| REQUIRED ACTION |
In the listing below, find each line that holds the string "goalie" and copy it.

| DATA EXTRACTS |

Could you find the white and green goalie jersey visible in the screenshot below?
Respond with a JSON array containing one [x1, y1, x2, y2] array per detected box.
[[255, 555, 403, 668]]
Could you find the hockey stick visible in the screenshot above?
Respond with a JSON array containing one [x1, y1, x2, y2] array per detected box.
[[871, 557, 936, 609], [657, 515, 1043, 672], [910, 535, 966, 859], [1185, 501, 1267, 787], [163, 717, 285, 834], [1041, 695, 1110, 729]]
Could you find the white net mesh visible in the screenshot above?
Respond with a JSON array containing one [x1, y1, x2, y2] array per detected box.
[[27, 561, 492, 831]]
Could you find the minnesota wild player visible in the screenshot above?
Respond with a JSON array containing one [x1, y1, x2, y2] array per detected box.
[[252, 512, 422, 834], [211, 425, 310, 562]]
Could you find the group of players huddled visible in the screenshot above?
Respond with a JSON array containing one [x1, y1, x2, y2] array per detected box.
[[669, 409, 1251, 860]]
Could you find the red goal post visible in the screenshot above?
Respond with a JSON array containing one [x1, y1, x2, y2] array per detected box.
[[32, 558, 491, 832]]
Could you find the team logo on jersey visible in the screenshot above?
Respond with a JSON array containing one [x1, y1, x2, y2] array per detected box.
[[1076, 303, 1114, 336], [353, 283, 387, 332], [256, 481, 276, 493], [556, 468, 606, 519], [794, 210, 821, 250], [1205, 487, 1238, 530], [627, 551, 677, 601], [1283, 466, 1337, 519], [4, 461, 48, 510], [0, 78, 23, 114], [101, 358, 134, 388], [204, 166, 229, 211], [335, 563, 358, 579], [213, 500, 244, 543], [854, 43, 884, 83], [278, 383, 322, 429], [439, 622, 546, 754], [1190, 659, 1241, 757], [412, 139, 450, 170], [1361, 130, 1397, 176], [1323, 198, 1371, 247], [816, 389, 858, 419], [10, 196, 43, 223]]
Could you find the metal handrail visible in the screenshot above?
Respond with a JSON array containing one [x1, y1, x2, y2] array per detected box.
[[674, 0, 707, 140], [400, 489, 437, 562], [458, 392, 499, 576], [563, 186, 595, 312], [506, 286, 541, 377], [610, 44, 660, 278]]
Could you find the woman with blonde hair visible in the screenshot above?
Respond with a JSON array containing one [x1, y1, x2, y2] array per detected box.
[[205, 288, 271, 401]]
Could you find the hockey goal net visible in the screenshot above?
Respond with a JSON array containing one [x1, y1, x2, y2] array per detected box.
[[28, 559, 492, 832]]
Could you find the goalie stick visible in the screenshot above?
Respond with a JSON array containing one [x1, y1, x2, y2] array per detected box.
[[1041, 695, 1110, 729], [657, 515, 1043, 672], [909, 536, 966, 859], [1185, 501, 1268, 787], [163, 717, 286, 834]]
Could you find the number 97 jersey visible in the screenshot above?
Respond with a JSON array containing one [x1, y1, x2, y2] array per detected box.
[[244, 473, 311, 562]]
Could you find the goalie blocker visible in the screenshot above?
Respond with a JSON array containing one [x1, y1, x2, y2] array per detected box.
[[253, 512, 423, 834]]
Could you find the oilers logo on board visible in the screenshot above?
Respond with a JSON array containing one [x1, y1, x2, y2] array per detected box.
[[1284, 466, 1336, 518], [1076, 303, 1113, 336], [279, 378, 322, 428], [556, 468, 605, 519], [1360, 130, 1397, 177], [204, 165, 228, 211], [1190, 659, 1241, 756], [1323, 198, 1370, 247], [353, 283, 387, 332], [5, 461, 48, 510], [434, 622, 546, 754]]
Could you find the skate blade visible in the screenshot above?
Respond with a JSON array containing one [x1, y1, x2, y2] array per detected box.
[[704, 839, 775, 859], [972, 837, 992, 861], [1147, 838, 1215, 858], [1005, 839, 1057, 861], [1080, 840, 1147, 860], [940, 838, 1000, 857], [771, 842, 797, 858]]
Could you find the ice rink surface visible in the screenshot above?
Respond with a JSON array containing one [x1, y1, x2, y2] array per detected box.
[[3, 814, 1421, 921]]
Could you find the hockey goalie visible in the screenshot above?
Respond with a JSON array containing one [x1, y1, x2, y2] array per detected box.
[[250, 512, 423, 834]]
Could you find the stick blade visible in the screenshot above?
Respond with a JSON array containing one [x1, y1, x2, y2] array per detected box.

| EXERCISE OUTPUT |
Could you find the white and green goalie jersey visible in the screenshot below?
Could you find the goalie stick visible in the screenshot above?
Could you find the goalie blocker visible in the screenshot above?
Could you find the hockey goalie visible in the screenshot above?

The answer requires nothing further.